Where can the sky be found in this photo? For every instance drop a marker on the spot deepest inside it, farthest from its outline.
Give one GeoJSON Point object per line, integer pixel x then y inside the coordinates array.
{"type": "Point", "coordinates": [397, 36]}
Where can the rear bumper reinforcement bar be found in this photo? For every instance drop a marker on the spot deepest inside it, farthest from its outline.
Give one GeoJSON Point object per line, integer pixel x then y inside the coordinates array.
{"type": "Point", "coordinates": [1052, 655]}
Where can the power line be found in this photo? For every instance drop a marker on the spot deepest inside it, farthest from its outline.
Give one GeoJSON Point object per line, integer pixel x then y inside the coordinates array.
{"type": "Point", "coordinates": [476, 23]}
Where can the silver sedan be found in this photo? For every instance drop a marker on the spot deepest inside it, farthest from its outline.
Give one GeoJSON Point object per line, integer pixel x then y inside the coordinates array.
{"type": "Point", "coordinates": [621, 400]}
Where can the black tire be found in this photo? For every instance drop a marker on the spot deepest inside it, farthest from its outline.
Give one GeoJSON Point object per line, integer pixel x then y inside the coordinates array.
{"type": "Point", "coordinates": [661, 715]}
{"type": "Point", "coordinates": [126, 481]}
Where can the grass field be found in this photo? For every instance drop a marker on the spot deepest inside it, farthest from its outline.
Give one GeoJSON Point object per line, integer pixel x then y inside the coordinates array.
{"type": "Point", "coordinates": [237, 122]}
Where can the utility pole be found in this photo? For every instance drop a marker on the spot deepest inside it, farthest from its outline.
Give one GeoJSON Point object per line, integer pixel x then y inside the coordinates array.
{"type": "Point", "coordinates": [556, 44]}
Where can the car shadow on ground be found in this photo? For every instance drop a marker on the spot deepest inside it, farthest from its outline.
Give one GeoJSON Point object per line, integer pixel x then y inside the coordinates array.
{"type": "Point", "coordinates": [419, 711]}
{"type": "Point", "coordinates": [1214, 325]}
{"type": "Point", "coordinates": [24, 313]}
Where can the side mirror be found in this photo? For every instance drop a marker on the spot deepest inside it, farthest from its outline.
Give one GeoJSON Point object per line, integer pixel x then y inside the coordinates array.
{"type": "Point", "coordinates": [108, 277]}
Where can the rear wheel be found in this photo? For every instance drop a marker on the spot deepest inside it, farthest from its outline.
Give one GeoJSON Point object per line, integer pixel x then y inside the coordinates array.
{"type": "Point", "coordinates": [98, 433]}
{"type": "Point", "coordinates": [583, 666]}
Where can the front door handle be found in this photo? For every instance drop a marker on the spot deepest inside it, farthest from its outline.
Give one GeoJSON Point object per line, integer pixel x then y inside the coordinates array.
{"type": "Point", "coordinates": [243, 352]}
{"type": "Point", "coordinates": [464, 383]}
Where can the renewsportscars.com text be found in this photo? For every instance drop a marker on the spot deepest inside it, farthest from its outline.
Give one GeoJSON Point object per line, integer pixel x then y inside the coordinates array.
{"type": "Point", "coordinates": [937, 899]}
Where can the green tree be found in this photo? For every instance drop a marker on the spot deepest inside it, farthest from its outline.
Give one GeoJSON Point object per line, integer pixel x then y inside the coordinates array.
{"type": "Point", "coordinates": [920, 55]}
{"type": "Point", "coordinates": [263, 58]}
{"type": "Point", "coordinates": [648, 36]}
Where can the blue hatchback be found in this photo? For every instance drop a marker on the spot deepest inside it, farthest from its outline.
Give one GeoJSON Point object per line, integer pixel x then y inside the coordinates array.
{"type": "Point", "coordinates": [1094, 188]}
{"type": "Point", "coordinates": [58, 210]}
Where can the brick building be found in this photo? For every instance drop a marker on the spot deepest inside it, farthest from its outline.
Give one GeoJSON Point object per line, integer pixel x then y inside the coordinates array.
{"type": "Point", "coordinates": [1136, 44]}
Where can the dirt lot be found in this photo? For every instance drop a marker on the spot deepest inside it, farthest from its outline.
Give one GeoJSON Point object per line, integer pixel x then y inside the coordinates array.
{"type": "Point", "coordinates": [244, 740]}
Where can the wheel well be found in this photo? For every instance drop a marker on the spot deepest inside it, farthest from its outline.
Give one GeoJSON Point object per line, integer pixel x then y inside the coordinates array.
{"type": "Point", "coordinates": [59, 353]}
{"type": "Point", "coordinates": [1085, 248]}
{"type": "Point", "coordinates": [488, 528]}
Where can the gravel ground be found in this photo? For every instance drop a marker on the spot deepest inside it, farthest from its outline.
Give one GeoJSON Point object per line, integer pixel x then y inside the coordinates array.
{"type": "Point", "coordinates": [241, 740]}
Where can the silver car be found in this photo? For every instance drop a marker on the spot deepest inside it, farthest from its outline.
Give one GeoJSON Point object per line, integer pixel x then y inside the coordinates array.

**TASK PROMPT:** Take the entries above and transcribe them exactly.

**SOLUTION TO THIS PROBLEM:**
Where can the sky be found in this photo? For every instance drop a marker on the spot deepest inside it, farthest from its outline.
Give one GeoJSON Point object per line, integer pixel x then y inside the coordinates array.
{"type": "Point", "coordinates": [397, 36]}
Where can the rear bumper reinforcement bar be found in this photo? For every instance drop a marker on the spot deepest inside it, farthest from its outline.
Give one GeoJSON Point object per line, integer pixel x then y inside the coordinates array.
{"type": "Point", "coordinates": [1052, 655]}
Where can the power line be found in this photo? For every instance drop a marker on the spot deepest inside it, farthest from its outline.
Give one GeoJSON Point object per line, integer pixel x then y inside the coordinates array.
{"type": "Point", "coordinates": [476, 23]}
Where can the silver sedan be found in this photo? For every instance drop a marker on the spot deepest inside it, farthest from its outline.
Give one GeoJSON Point object per line, integer pixel x then y inside the coordinates array.
{"type": "Point", "coordinates": [621, 400]}
Where can the black tire be found in this photo? For every instance drop a marker on the spot deepest inside it, farthest from its outline.
Give one GeoJSON Point object per line, integer pixel x then y inside the coordinates array.
{"type": "Point", "coordinates": [661, 715]}
{"type": "Point", "coordinates": [126, 481]}
Where can the grass field be found in this photo? For every instance drop a marker on the spot deepest inside it, farthest from its outline.
Give one GeoJSON Point object per line, integer pixel x then y inside the coordinates array.
{"type": "Point", "coordinates": [237, 122]}
Where can the utility pole be found in this photo? For every instance drop a marker on the spot deepest inside it, farthest from its outline.
Give one GeoJSON Point object per line, integer pixel x then y inside the coordinates array.
{"type": "Point", "coordinates": [556, 44]}
Where can the car shadow on ground be found in this photo? For every instance drop a marker on the spot deepest inside it, farthest from its outline.
Give one GeoJSON Point object per line, integer pixel x then y inside the coordinates array.
{"type": "Point", "coordinates": [419, 711]}
{"type": "Point", "coordinates": [1214, 325]}
{"type": "Point", "coordinates": [24, 313]}
Where can the side mirror be found in this photo? For every instance drop a marker on the spot deepest inside it, farthest from its outline.
Give one GeoJSON Point object per line, integer pixel x then y inside the coordinates array.
{"type": "Point", "coordinates": [108, 277]}
Where can the rear wheel be found in this photo? For every instance drop a marker on the spot deepest inside it, farthest from its outline.
Give one GeoJSON Point object per line, integer pixel x then y inside the coordinates array.
{"type": "Point", "coordinates": [98, 433]}
{"type": "Point", "coordinates": [583, 666]}
Where can the front door handle be found in this photo? For every instance drop a marker on the spot deepest inside it, farthest from its outline.
Give one GeoJSON Point object per line, integer pixel x then y inside the coordinates array.
{"type": "Point", "coordinates": [243, 352]}
{"type": "Point", "coordinates": [464, 383]}
Where can the renewsportscars.com text be found in this photo? For every instance drop a marker on the spot deepest inside it, farthest from its outline.
Give one GeoJSON Point object per line, integer pixel x then y inside the coordinates array.
{"type": "Point", "coordinates": [937, 899]}
Where can the green tree be found in this photo? For every instance drop a marker on the spot deepest inside it, farthest from its outline.
Give one GeoJSON Point object per line, integer pixel x then y inside the coordinates array.
{"type": "Point", "coordinates": [920, 55]}
{"type": "Point", "coordinates": [263, 58]}
{"type": "Point", "coordinates": [648, 36]}
Where can the blue hatchback be found in this photo? For every instance drop a marker on the spot deepest inside it, farthest from its outline.
Give one GeoJSON Point object per line, integer pixel x then y inside the coordinates array.
{"type": "Point", "coordinates": [1094, 188]}
{"type": "Point", "coordinates": [58, 210]}
Where can the brick building be found in this photo? For every instance drop a marker on the spot deepest inside it, farthest from its outline.
Give one GeoJSON Point object per line, integer pixel x then y inside the coordinates array.
{"type": "Point", "coordinates": [1136, 44]}
Where can the dirt lot be found in this photo? For every instance drop a marker on the spot deepest inside it, farthest from its outline.
Give one GeoJSON Point object per line, integer pixel x then y inside the coordinates array.
{"type": "Point", "coordinates": [244, 740]}
Where can the wheel well be found in this photo? For every instance drop a marker on the spot deepest inside it, farthest from its outline.
Give one GeoJSON Point object per line, integer pixel x then y inside the coordinates array.
{"type": "Point", "coordinates": [59, 353]}
{"type": "Point", "coordinates": [1085, 248]}
{"type": "Point", "coordinates": [488, 528]}
Where can the gravel ground be found in this photo? For every instance drop a marker on the spot deepest inside it, farthest from its outline.
Give one GeoJSON Point object per line, integer pixel x then y inside the coordinates array.
{"type": "Point", "coordinates": [241, 740]}
Where can the silver car be found in this photo? For every instance drop a marker on the spot deepest inside it, farthest from its outline.
Give one GeoJSON Point object per line, integer pixel x then y inside the coordinates array.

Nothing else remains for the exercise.